%%

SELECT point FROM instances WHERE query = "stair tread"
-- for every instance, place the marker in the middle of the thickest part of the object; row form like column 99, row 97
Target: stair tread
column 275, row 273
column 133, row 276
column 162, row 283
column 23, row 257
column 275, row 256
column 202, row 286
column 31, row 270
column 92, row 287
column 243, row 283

%%

**WHAT IS ASKED**:
Repeat every entry exactly as written above.

**WRITTEN RESPONSE**:
SELECT point FROM instances WHERE query = "stair tread"
-- for every instance, place the marker in the middle of the thickest part of the object; row form like column 99, row 97
Target: stair tread
column 275, row 273
column 133, row 276
column 162, row 283
column 23, row 257
column 275, row 256
column 202, row 286
column 31, row 270
column 92, row 287
column 243, row 283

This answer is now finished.